=== EXPLORE THE MATERIAL ===
• 1. According to the SURx article, in what year was the SURx system approved for use in the United States?
• 2. Summarize the SURx article in two sentences.
• 3. Repeat word for word everything in the SURx article from "Transvaginal Radio Frequency Treatment" down to "series of patients.".

=== EXERCISE PASSAGE ===
»»
Transvaginal Radio Frequency Treatment Fails in Second Test


ATLANTA — The promising results seen in initial studies of SURx transvaginal radio frequency for the treatment of stress urinary incontinence were not replicated in a recent series of patients.

“We were unable to replicate previously reported response with the SURx procedure despite adequate technique, and although we found it to be safe, we have decided not to continue to offer this as a treatment option for our patients,” Dr. Gunhilde Buchsbaum said at the annual meeting of the American Urogynecologic Society.

Initial studies of the SURx system, which was approved for use in the United States in 1997, showed cure rates and patient satisfaction rates in the 80% range. In the current study comprising 15 patients treated at the University of Rochester (N.Y.) Medical Center from January 2003 to April 2004, the success rate was low, patient satisfaction was low, and the rate of additional treatment was high, said Dr. Buchsbaum of the departments of obstetrics and gynecology, and urology at the university.
««
[Source data]
»»
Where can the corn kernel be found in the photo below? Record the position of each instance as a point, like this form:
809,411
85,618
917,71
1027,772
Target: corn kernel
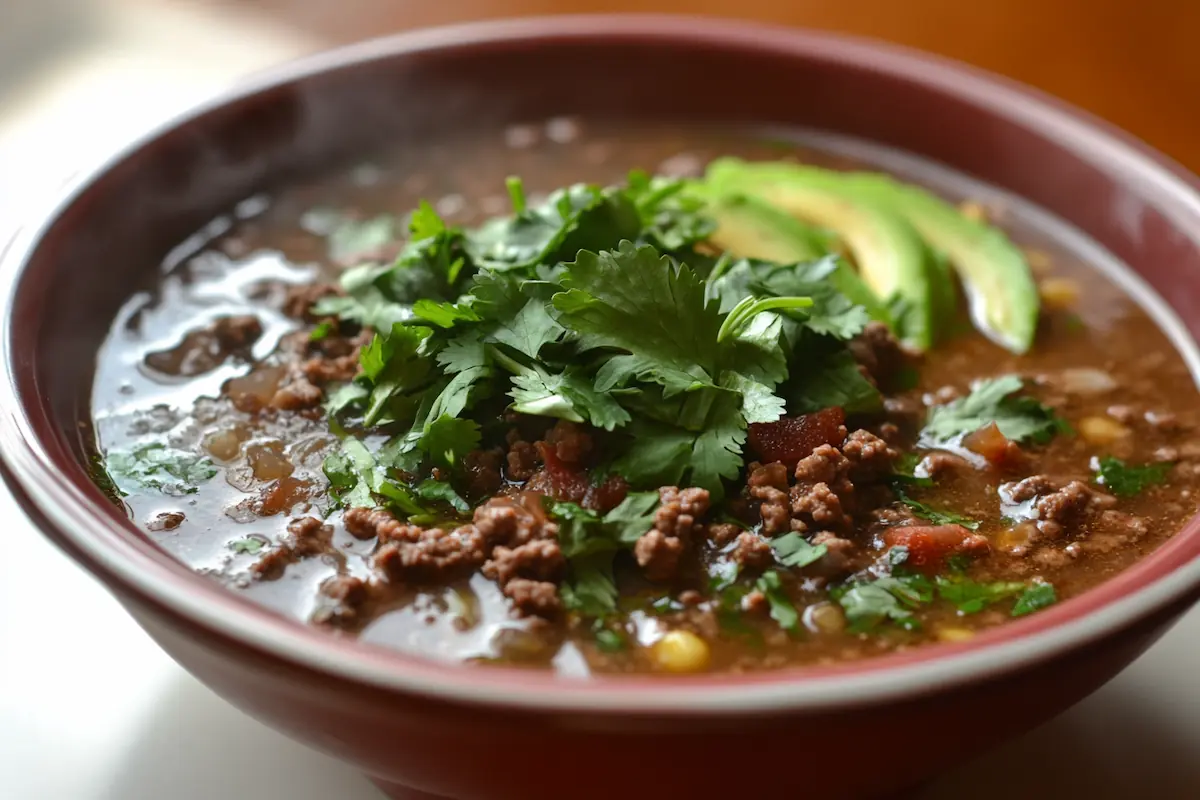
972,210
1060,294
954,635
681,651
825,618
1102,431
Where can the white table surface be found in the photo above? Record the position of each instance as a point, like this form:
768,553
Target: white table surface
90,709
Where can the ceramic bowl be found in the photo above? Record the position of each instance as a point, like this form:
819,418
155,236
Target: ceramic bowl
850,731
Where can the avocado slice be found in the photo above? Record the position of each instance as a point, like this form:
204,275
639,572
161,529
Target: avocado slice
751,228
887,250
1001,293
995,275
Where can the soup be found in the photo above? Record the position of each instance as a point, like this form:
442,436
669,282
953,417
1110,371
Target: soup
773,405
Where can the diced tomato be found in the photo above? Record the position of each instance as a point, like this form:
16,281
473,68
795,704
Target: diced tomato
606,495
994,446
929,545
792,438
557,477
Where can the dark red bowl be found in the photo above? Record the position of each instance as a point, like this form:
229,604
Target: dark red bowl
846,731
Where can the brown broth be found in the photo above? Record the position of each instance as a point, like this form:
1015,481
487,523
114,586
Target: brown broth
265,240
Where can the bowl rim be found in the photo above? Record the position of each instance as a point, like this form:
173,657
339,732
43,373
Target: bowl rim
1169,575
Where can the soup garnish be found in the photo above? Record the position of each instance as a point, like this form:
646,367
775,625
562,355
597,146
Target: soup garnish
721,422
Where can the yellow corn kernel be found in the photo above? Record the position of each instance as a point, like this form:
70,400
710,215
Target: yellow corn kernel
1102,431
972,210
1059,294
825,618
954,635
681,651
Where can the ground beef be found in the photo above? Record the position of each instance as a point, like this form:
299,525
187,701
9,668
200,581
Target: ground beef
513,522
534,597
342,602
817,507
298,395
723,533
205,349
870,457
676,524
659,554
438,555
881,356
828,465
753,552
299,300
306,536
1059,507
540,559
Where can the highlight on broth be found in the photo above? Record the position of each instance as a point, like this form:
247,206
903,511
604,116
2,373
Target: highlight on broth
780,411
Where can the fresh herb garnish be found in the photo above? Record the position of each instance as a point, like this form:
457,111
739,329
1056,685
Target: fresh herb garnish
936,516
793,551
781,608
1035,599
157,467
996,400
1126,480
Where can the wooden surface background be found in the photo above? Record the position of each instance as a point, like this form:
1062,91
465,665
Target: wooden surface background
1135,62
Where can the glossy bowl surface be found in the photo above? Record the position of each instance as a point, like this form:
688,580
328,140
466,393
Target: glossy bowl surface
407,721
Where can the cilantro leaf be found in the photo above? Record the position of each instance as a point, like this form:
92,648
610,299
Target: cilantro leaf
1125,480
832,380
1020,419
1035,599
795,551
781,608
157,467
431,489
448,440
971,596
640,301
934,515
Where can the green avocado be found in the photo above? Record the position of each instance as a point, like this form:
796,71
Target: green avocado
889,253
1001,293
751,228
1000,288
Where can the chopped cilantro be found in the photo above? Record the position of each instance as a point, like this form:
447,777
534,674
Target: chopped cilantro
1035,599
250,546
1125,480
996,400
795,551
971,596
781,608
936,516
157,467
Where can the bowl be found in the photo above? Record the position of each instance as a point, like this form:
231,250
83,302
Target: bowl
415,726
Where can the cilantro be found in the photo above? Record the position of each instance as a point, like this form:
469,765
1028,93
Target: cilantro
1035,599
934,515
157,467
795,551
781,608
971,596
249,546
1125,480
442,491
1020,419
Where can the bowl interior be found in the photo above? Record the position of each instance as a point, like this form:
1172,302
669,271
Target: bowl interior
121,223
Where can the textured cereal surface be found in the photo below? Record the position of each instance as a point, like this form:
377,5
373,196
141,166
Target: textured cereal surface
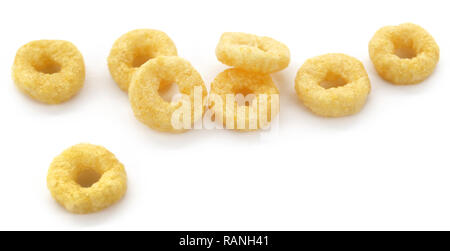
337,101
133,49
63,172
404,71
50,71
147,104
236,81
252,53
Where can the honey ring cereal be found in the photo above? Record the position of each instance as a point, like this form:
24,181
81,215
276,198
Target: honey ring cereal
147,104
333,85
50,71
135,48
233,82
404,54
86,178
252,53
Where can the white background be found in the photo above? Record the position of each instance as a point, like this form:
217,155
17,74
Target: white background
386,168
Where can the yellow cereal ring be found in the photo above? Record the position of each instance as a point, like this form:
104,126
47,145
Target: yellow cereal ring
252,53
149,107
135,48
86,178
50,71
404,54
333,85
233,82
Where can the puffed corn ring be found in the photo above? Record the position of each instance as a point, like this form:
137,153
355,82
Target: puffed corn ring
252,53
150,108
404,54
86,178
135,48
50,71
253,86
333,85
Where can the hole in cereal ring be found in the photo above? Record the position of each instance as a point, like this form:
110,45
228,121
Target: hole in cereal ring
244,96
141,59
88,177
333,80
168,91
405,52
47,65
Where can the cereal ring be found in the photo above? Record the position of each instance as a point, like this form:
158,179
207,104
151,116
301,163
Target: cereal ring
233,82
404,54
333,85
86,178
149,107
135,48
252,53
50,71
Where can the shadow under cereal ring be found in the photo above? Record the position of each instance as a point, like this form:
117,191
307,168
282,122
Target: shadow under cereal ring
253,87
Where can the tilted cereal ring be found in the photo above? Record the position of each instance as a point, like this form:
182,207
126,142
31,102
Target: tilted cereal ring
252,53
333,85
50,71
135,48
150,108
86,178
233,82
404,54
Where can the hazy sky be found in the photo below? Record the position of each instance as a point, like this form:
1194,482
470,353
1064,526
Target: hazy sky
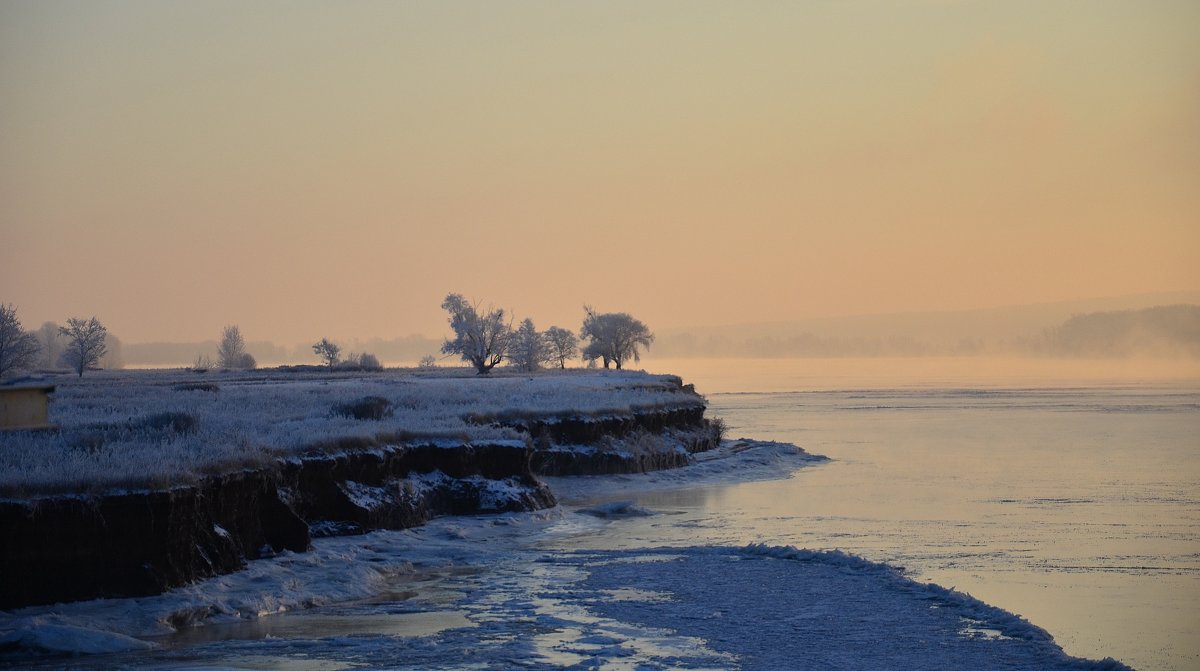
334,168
««
=== ANSWER SET ===
• 1. 1997

• 2. In a recent series of 15 patients treated at the University of Rochester (N.Y.) Medical Center, SURx transvaginal radio frequency for stress urinary incontinence did not match initial studies, which had shown cure and patient satisfaction rates in the 80% range. Dr. Gunhilde Buchsbaum reported a low success rate, low patient satisfaction and a high rate of additional treatment, and said that although the procedure was found to be safe, it would no longer be offered as a treatment option.

• 3.
Transvaginal Radio Frequency Treatment Fails in Second Test


ATLANTA — The promising results seen in initial studies of SURx transvaginal radio frequency for the treatment of stress urinary incontinence were not replicated in a recent series of patients.